### PAGE EXCERPT
** Begin **

The Same Run, as a Table

Here is exactly what the animation does, frozen into three passes for [329, 457, 657, 839, 436, 720, 355].

PassSort OnArray After This Pass
Start329, 457, 657, 839, 436, 720, 355
Pass 1Ones digit720, 355, 436, 457, 657, 329, 839
Pass 2Tens digit720, 329, 436, 839, 355, 457, 657
Pass 3Hundreds digit329, 355, 436, 457, 657, 720, 839
👀
Read It Closely

After Pass 1 the numbers are ordered by their last digit only. After Pass 2 they are ordered by the last two digits. After Pass 3, by all three — which is the full order. Each pass refines the previous one because every pass is stable.


Section 06

Full Python Implementation

LSD Radix Sort (the version animated above)

def radix_sort(arr):
    # Edge case: empty list is already sorted
    if not arr:
        return arr

    # 1. Largest value decides how many digit-passes we need
    max_val = max(arr)
    place   = 1                       # start at the ones digit

    # 2. One stable pass per digit, LSD -> MSD
    while max_val // place > 0:
        buckets = [[] for _ in range(10)]   # 10 empty buckets, digits 0-9

        # 3. Distribute every number by its current digit
        for num in arr:
            digit = (num // place) % 10     # peel off one digit
            buckets[digit].append(num)      # append keeps it stable

        # 4. Collect buckets 0->9 back into the array
        arr = [num for bucket in buckets for num in bucket]

        place *= 10                     # advance to the next digit

    return arr


# ── Demo ──────────────────────────────────────────────
data = [329, 457, 657, 839, 436, 720, 355]
print("Before:", data)
print("After: ", radix_sort(data))
OUTPUT
Before: [329, 457, 657, 839, 436, 720, 355] After: [329, 355, 436, 457, 657, 720, 839]

Handling Negative Numbers (a common gotcha)

Plain radix sort only works on non-negative integers. The simplest robust fix: split the array, sort the absolute values of the negatives, reverse and negate them, then concatenate.

def radix_sort_signed(arr):
    neg = [-x for x in arr if x < 0]   # magnitudes of negatives
    pos = [x  for x in arr if x >= 0]

    neg = radix_sort(neg)               # sort magnitudes ascending
    pos = radix_sort(pos)

    # negatives go first, reversed and re-negated
    return [-x for x in reversed(neg)] + pos
OUTPUT
radix_sort_signed([3, -1, -7, 4, 0, -2]) -> [-7, -2, -1, 0, 3, 4]

Section 07

LSD vs MSD — Two Flavours

➡️ LSD (Least Significant Digit)
PropertyBehaviour
DirectionOnes → highest digit
PassesAlways d (fixed)
StabilityStable, simple
Best forFixed-width integers
RecursionNone — flat loop
⬅️ MSD (Most Significant Digit)
PropertyBehaviour
DirectionHighest digit → ones
PassesCan stop early per group
StabilityNeeds care to stay stable
Best forStrings, variable length
RecursionRecursive on sub-buckets

The animated version above is LSD — the most common and easiest to reason about. MSD shines for sorting strings (like a dictionary), because it can finish ordering a group as soon as a prefix is decided, without touching the rest of every word.

** End **

### DATA ENTRIES
** Begin **

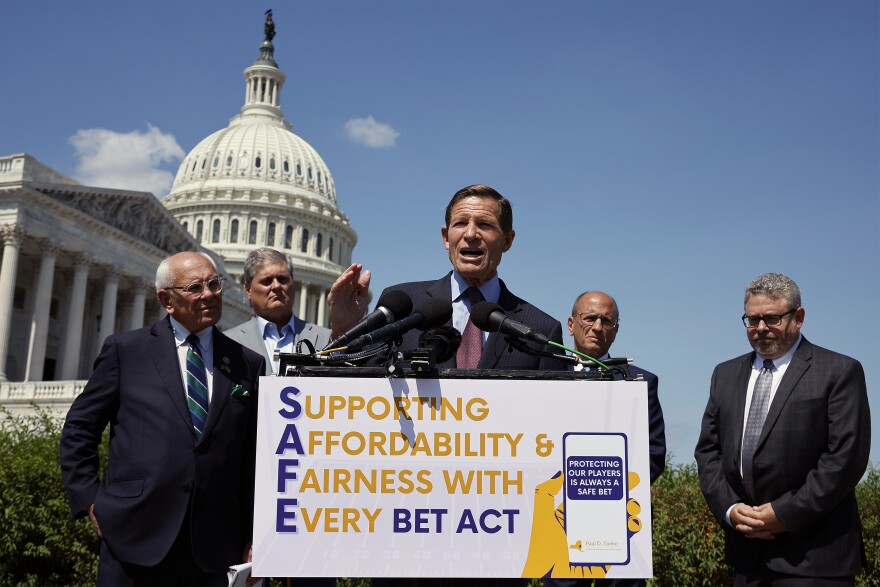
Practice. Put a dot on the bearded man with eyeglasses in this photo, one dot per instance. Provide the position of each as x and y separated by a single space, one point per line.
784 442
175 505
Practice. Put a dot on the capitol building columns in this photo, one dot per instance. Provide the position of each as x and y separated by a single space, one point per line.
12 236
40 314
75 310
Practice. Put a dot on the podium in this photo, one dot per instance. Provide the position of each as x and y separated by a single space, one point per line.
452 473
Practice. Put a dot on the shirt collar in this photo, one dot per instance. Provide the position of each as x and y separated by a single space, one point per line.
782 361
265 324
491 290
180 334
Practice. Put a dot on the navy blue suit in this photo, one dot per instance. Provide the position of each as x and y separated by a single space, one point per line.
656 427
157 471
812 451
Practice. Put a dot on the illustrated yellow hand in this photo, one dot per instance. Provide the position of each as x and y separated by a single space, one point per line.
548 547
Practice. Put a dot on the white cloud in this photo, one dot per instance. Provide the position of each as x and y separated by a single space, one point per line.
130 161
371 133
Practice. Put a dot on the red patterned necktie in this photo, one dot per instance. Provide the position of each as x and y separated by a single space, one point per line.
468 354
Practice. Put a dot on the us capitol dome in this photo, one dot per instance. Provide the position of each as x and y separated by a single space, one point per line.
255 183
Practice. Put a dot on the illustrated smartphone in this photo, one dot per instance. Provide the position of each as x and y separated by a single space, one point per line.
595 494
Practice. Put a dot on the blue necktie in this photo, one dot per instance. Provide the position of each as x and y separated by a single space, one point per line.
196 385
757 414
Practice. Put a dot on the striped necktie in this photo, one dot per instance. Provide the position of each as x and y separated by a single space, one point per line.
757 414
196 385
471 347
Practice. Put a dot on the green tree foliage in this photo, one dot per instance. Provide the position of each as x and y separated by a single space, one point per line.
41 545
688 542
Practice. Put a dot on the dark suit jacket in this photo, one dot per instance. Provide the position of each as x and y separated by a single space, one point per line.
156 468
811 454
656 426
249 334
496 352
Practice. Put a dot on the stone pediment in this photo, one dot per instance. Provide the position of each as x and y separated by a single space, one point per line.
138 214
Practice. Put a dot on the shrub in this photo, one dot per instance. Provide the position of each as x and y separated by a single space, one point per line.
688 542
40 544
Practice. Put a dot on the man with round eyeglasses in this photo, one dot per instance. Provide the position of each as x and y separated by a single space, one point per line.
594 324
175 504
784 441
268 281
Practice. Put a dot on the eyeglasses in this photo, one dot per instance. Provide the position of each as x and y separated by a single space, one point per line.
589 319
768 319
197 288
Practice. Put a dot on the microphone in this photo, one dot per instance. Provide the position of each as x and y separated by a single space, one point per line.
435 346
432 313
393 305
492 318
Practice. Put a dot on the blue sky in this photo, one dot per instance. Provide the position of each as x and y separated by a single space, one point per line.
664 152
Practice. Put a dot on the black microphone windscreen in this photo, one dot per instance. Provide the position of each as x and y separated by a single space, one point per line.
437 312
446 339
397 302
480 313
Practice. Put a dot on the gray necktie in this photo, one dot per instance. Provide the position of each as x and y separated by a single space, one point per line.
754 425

** End **
** Begin **

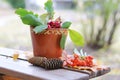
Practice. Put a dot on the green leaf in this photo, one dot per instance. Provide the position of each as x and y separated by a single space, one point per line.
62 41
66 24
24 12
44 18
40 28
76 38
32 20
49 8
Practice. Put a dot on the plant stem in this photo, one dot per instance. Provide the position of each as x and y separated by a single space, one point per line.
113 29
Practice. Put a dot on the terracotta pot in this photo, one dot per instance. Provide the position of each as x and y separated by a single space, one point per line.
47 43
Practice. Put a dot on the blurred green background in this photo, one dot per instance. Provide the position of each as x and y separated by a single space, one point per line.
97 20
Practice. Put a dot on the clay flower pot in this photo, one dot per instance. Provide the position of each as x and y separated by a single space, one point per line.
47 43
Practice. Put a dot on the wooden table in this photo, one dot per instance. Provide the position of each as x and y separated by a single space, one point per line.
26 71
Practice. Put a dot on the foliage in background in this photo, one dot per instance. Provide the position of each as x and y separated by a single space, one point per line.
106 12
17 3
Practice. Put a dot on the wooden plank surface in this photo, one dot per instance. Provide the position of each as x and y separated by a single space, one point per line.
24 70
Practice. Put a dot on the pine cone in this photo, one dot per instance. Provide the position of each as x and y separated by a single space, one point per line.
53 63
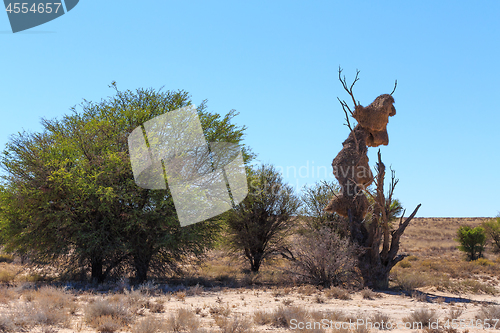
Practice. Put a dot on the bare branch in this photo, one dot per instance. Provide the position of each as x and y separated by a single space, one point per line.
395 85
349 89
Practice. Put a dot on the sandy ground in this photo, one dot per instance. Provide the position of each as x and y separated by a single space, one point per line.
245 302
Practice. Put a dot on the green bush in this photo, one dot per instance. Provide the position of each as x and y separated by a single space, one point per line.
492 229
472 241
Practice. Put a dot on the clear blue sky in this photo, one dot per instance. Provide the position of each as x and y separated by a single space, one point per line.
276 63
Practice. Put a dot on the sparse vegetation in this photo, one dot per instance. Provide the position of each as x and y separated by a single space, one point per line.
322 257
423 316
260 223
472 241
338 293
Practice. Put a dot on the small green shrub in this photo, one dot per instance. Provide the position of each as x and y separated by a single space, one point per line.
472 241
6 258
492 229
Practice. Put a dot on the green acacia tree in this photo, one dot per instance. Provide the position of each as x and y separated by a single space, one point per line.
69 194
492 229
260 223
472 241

** End **
** Begin **

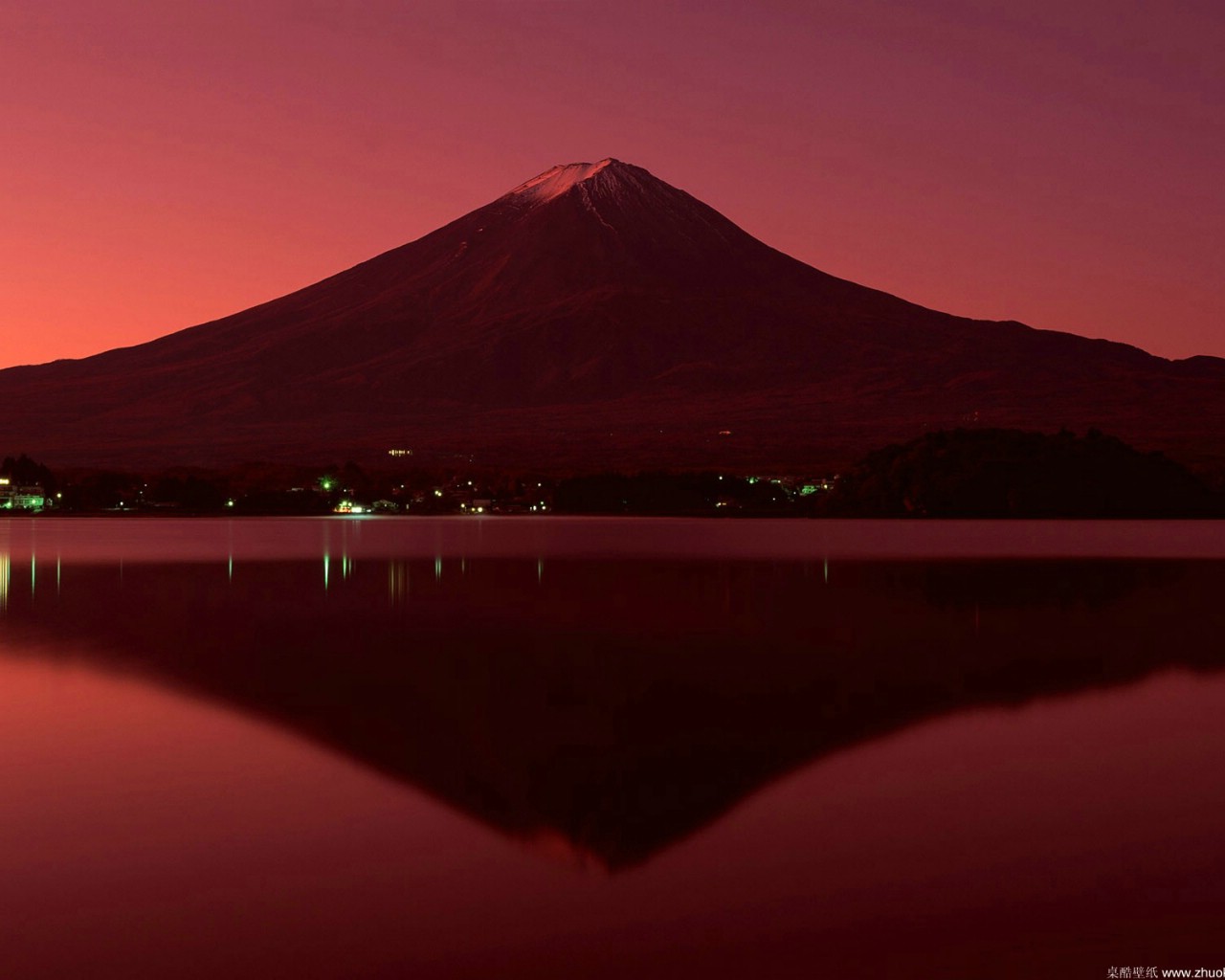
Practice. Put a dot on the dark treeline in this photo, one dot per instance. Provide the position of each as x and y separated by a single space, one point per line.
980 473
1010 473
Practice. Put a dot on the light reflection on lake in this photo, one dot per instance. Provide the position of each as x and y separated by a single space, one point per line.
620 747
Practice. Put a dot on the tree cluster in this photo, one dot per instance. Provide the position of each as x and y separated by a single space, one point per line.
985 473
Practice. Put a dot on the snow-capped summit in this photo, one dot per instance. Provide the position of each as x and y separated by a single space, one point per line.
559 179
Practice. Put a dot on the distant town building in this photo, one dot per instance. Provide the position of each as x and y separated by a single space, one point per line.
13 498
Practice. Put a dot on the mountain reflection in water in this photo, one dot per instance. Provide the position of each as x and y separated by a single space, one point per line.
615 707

** End **

### SET PROBLEM 1
Answer these questions from the radix sort page:
(a) What kind of numbers does plain radix sort work on?
(b) In the LSD vs MSD comparison, what is MSD listed as best for?
(c) How many empty buckets does `radix_sort` create on each pass?
### SET PROBLEM 2
Count the lines of the entries that contain the string "reflection", matching case exactly. Give only the number.
The radix sort page and the entries were taken from separate sources.

### RESULT 1
(a) Non-negative integers only.
(b) Strings, variable length.
(c) 10, one for each digit 0-9.

### RESULT 2
2